• _EXTRACT_:
___
Testing E-OTD

An emulation-based approach can test 3GPP Enhanced Observable Time Difference capability in GSM/GPRS and W-CDMA handsets.

By Darcy Smith, Agilent Technologies -- Test & Measurement World, 12/1/2008 2:00:00 AM

To ensure that the 3GPP’s E-OTD (Enhanced Observable Time Difference) capability found in today’s GSM/GPRS and W-CDMA mobile handsets operates as anticipated, you need to test the handset’s performance. The simplest way to do that is to emulate only two cell towers with a known, but fixed, offset in timing between them. This approach could serve as a quick check, but it falls far short of a real characterization.

For a detailed characterization of E-OTD operation, manufacturers must emulate multiple cell towers, mobility, and variable channel conditions (see “Location-relevant information and E-OTD”). One plausible means of accomplishing a thorough characterization is through the use of a test system that emulates 12 cell towers with independent time-delay elements and variable channel conditions. As part of the test setup, a channel simulator, often called a fader, provides the time delay from the cell to a phone as well as the fading channel conditions. Just as a real network must calibrate the actual system time, the test system must calibrate the timing of each cell emulator, including both the timing from frame-to-frame and the offset in frame numbers from cell-to-cell.
___
• _SUPPLIED MATERIAL_:
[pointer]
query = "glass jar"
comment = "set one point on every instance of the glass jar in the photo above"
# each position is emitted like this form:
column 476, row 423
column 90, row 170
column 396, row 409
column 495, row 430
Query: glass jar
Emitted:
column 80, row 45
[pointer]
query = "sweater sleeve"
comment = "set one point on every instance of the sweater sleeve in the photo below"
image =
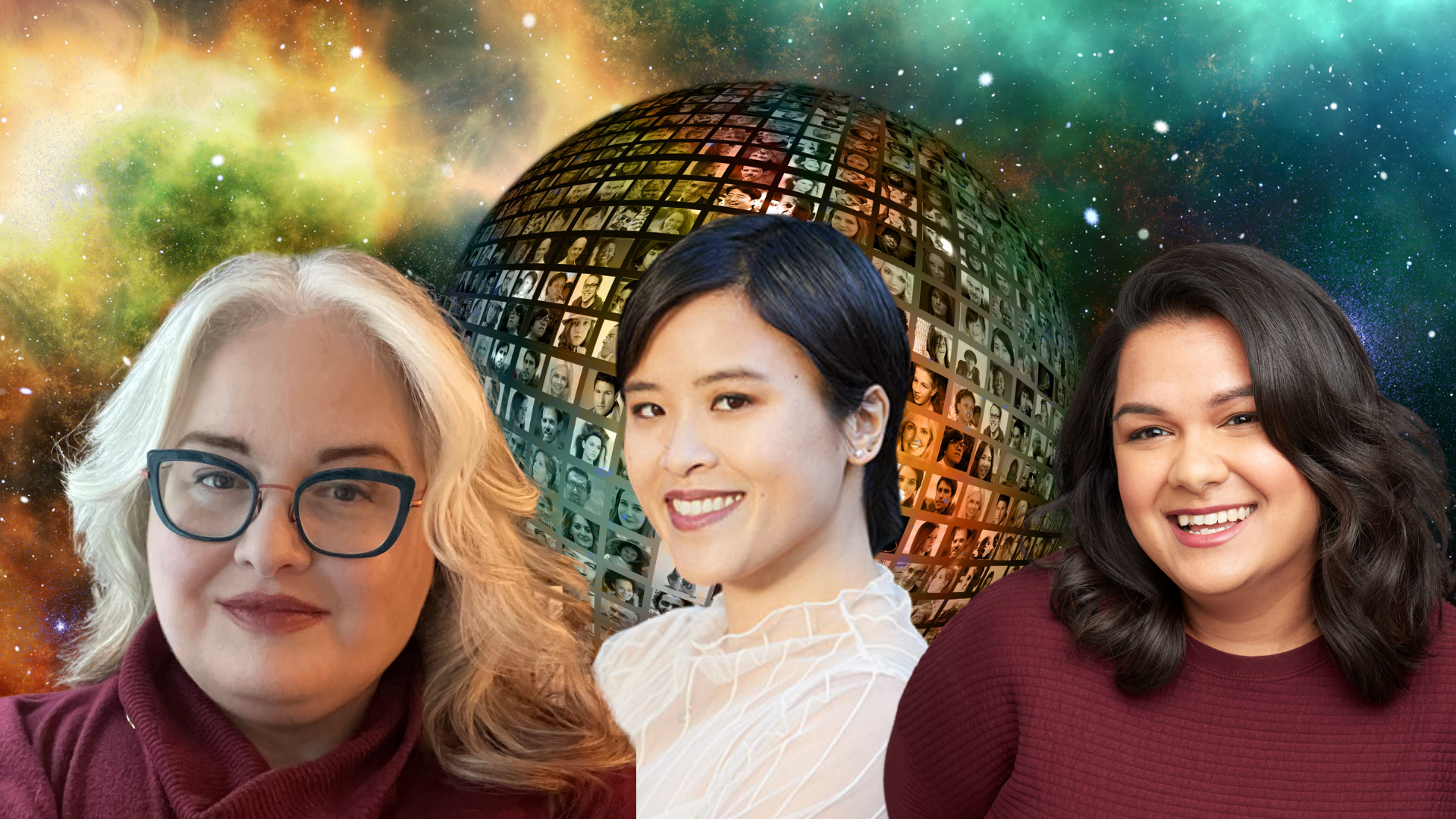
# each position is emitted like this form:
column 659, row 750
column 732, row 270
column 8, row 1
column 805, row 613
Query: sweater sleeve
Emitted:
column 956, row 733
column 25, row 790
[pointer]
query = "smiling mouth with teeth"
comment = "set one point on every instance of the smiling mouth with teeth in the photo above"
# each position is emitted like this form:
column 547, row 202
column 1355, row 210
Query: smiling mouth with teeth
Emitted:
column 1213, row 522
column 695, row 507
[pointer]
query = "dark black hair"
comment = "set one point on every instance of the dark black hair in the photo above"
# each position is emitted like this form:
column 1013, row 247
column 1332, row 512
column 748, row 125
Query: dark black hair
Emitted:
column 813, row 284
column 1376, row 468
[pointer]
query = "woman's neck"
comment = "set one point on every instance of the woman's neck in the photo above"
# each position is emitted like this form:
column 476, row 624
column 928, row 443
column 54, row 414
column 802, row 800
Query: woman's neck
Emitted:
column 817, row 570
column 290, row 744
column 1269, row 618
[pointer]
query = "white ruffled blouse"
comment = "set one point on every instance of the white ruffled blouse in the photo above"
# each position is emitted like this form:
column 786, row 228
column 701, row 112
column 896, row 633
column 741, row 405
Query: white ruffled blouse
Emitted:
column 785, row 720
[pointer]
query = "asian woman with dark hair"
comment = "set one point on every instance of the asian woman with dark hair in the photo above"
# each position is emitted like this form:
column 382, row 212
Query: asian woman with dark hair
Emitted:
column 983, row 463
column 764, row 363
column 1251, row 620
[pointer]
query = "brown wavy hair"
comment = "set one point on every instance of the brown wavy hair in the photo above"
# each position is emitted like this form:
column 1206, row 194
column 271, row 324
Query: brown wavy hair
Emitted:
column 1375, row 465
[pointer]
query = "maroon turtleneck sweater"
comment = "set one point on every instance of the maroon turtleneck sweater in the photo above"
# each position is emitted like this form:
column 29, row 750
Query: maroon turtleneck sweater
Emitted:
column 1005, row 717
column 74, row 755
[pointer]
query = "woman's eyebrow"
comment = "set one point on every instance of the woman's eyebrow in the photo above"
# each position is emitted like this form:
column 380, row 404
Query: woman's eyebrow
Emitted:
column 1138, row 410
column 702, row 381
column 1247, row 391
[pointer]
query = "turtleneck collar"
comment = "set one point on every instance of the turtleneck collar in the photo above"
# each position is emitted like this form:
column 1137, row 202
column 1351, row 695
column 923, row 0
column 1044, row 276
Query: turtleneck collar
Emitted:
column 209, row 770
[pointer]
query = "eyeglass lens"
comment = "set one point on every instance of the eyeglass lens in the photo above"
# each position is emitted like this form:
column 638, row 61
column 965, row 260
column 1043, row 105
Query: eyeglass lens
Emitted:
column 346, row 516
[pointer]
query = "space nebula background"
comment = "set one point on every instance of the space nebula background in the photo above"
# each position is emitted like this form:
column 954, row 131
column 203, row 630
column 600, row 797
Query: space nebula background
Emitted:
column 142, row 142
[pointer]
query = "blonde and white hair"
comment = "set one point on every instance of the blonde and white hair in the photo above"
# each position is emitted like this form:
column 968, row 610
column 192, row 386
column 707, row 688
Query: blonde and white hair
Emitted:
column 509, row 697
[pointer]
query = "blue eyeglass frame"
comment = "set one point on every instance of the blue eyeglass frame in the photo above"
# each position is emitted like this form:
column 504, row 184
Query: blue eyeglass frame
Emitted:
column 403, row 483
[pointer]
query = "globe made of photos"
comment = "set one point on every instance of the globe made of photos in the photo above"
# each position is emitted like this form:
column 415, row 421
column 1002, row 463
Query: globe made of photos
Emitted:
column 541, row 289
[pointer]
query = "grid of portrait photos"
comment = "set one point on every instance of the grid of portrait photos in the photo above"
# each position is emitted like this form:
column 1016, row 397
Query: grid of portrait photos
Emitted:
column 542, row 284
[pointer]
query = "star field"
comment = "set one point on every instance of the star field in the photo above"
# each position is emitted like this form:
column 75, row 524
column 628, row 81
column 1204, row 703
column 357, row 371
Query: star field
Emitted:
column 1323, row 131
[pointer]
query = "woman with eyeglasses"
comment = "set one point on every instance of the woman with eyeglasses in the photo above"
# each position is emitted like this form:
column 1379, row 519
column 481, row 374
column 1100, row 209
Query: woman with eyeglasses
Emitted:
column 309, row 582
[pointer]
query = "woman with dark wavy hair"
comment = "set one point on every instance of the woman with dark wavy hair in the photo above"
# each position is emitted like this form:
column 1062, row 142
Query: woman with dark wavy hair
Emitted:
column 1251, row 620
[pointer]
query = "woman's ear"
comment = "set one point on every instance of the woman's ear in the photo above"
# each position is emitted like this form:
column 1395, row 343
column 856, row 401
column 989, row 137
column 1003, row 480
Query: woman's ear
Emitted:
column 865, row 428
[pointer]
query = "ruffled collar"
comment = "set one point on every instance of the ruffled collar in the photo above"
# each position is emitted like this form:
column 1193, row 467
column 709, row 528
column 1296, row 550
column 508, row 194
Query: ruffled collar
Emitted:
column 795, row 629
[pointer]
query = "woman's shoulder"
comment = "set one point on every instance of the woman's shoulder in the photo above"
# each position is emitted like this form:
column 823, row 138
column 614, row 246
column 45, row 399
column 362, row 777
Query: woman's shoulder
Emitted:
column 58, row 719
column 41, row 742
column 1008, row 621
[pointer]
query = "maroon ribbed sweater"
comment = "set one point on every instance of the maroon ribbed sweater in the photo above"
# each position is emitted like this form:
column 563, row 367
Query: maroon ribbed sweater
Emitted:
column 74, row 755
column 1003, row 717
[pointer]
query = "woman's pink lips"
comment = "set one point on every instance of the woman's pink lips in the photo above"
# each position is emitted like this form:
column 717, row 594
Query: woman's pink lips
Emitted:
___
• _WHAT TO PRODUCE_: According to the article, what must manufacturers emulate for a detailed characterization of E-OTD operation? List each item. The material above is separate from the article and unrelated to it.

• _WRITTEN REPLY_:
- Multiple cell towers
- Mobility
- Variable channel conditions